■ Yönergeler
1: Aşağıdaki metne göre şu soruları cevaplayın:
(a) Esed'in bu savaştaki en büyük destekçileri olarak hangi ülkeler gösteriliyor?
(b) Yaşanılan dönem hangi adla nitelendiriliyor?
(c) Bu dönem, tarihteki hangi istilanın yaşandığı fetret devrine benzetiliyor?
2: Aşağıdaki metinde "Ama muhalifler şunu" sözleriyle başlayan ve "olduğunu da göstermiştir." sözleriyle biten bölümü, bu sözler dahil, hiç değiştirmeden yazın.

■ Seçilen Metin
Ama muhalifler şunu yaptılar ama muhalifler de bunu yapmasaydılar gibi sığ ve vicdani bakıştan mahrum yaklaşımlar sebebiyle ve dünya müstekbirlerinin de desteği ile Baas canavarı Esed ve avanesi katliamlarına devam ediyorlar. Doğal müttefikleri Rusya ve İran bu savaşta da Esed’in yine en büyük destekçileri olarak yer alıyorlar.

Batılı zalimlerle onların ortağı İsrail’in gitmesini istemediği Esed yönetimi, kendi halkına uyguladığı baskı ve zulümlerle batılı efendilerini hiç aratmazken, yaşanan işkence ve katliamlarda onları geçebilecek kabiliyette olduğunu da göstermiştir.

***

Yaşadığımız dönem özelikle hilafetin ilga edilmiş olması ve müslümanların gerek yabancı işgalciler gerekse yerli hizmetkarları eliyle emniyetten mahrum ve adaletten uzak bir hayat yaşamaya mahkum edilmeleri sebebiyle tam bir ‘Fetret Devri’dir. Tarihimizdeki meşhur fetret devirlerinden olan Moğol istilasındakine benzer ve maalesef çağdaş/ medeni batının elinde bulundurduğu kitle imha silahları sebebiyle çok daha kanlı ve yıkıcı bir devir.

■ Gösterilen Bilgiler
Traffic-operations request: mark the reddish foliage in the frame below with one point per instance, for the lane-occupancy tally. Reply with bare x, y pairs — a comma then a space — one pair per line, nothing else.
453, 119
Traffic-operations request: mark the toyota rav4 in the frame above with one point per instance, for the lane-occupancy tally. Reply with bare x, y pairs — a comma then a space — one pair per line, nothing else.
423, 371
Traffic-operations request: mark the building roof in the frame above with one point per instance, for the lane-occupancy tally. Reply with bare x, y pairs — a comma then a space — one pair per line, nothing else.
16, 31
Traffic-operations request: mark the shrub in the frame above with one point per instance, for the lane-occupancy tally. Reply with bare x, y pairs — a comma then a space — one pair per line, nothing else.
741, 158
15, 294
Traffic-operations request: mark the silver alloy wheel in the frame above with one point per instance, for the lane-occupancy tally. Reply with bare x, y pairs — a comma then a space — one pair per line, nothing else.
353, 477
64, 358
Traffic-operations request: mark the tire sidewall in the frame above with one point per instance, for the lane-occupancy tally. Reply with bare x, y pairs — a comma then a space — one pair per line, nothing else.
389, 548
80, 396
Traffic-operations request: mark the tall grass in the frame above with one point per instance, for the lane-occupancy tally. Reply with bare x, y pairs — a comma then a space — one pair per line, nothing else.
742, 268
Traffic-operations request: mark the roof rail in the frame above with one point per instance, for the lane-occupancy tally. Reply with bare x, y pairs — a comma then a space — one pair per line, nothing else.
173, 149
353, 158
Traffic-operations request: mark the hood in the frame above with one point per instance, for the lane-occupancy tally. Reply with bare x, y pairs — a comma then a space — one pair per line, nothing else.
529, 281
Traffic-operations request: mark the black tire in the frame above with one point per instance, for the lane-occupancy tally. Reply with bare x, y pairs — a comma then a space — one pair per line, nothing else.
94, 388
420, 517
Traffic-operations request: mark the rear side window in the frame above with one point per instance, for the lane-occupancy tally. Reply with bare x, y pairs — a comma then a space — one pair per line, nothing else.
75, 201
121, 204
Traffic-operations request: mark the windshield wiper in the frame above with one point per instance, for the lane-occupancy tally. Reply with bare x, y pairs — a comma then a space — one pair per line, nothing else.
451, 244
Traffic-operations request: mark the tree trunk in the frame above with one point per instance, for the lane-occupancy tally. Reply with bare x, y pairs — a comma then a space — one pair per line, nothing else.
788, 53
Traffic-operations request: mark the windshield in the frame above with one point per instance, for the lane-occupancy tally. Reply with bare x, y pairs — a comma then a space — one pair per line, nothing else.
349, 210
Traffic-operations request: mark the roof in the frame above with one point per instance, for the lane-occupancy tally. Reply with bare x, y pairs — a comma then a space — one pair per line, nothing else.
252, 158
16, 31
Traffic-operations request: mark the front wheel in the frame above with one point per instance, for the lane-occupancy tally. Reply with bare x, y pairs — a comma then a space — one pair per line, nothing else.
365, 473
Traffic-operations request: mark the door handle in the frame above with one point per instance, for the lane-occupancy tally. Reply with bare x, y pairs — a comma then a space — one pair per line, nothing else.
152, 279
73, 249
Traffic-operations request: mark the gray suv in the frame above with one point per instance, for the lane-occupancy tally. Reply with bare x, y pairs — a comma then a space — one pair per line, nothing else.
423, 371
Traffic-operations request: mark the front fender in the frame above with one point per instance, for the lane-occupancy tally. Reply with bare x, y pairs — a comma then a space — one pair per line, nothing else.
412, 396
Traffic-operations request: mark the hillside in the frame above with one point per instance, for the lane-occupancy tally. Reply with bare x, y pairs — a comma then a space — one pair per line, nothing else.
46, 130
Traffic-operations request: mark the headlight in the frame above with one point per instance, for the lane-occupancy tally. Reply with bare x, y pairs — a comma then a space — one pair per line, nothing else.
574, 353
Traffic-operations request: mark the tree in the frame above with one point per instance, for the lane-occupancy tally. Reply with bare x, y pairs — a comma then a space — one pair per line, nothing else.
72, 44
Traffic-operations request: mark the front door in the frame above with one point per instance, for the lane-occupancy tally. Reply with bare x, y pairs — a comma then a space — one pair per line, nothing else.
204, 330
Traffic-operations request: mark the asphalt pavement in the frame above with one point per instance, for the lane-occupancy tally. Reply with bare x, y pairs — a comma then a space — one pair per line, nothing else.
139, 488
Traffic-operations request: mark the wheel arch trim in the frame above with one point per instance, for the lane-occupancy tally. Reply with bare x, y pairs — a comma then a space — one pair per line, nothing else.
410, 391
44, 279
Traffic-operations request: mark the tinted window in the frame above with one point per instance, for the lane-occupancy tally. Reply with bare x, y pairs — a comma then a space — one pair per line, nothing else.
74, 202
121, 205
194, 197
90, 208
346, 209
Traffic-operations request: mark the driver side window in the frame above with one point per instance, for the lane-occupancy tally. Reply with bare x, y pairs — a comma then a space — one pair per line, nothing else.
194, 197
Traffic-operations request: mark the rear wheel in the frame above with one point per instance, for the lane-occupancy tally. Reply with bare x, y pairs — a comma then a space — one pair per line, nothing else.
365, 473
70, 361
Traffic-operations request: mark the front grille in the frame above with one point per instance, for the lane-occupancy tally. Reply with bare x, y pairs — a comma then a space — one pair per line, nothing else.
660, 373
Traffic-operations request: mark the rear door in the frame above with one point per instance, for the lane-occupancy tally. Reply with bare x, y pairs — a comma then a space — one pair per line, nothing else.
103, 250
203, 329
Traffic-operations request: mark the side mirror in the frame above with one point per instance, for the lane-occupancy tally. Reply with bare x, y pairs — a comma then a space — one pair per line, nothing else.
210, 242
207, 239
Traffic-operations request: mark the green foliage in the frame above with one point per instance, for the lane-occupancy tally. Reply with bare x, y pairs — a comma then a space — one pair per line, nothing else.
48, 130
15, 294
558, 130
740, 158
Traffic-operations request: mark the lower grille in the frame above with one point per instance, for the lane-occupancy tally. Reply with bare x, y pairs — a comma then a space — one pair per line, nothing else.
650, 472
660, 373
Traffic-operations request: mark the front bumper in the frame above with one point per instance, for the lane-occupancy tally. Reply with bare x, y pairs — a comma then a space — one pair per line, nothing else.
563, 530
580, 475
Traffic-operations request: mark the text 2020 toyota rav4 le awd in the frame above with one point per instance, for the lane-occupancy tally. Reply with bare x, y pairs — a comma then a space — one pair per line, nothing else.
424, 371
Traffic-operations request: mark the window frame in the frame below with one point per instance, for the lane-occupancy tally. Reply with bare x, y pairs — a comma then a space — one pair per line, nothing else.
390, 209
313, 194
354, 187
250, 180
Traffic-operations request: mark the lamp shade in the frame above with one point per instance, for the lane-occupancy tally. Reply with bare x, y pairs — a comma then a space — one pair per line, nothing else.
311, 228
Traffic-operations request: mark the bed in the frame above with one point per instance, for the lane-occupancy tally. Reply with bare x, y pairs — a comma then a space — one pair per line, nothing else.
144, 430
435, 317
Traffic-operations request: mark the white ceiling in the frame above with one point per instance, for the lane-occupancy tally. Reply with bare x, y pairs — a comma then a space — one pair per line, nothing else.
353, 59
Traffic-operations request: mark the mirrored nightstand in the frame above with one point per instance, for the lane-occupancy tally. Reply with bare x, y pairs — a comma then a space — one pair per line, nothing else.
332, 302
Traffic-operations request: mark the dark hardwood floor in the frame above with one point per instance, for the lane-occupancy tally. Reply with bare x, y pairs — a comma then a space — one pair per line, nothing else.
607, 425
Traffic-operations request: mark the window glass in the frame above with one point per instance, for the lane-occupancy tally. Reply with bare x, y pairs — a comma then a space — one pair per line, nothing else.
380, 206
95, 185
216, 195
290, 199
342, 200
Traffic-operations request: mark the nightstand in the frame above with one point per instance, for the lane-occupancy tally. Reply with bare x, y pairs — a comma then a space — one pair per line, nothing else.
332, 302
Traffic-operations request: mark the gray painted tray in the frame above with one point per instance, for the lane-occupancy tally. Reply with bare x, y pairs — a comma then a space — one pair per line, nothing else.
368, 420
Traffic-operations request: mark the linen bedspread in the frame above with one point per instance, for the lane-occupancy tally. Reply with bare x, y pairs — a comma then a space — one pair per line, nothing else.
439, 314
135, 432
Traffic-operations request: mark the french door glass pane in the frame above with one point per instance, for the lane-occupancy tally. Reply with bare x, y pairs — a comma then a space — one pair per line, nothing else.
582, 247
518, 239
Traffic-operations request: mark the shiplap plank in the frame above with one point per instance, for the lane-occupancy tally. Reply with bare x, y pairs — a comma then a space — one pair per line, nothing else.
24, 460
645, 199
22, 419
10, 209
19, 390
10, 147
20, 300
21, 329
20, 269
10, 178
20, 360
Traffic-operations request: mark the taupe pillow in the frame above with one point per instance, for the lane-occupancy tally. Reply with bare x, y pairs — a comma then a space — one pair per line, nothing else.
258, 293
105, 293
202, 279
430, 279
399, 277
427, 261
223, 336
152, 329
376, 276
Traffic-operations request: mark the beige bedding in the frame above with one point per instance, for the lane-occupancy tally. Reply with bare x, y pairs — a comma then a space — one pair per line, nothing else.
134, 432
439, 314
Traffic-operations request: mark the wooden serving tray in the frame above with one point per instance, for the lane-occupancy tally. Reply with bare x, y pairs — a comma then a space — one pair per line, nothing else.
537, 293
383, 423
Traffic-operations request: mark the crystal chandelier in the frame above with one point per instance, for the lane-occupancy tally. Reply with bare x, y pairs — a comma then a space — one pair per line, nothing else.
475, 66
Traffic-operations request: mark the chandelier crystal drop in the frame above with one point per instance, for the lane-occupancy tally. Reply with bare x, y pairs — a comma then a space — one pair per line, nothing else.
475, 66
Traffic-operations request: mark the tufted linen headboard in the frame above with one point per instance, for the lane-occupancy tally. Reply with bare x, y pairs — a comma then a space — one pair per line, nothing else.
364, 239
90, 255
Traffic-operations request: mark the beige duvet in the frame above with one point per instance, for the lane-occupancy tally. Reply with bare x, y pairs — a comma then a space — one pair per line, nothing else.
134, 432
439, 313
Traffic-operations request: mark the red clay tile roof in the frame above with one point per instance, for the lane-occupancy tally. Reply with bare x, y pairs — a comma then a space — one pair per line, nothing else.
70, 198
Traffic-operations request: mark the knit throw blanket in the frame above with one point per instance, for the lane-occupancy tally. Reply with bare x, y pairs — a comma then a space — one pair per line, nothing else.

■ Alıştırmanın Cevapları
1:
(a) Rusya ve İran.
(b) 'Fetret Devri'.
(c) Moğol istilası.

2:
Ama muhalifler şunu yaptılar ama muhalifler de bunu yapmasaydılar gibi sığ ve vicdani bakıştan mahrum yaklaşımlar sebebiyle ve dünya müstekbirlerinin de desteği ile Baas canavarı Esed ve avanesi katliamlarına devam ediyorlar. Doğal müttefikleri Rusya ve İran bu savaşta da Esed’in yine en büyük destekçileri olarak yer alıyorlar.

Batılı zalimlerle onların ortağı İsrail’in gitmesini istemediği Esed yönetimi, kendi halkına uyguladığı baskı ve zulümlerle batılı efendilerini hiç aratmazken, yaşanan işkence ve katliamlarda onları geçebilecek kabiliyette olduğunu da göstermiştir.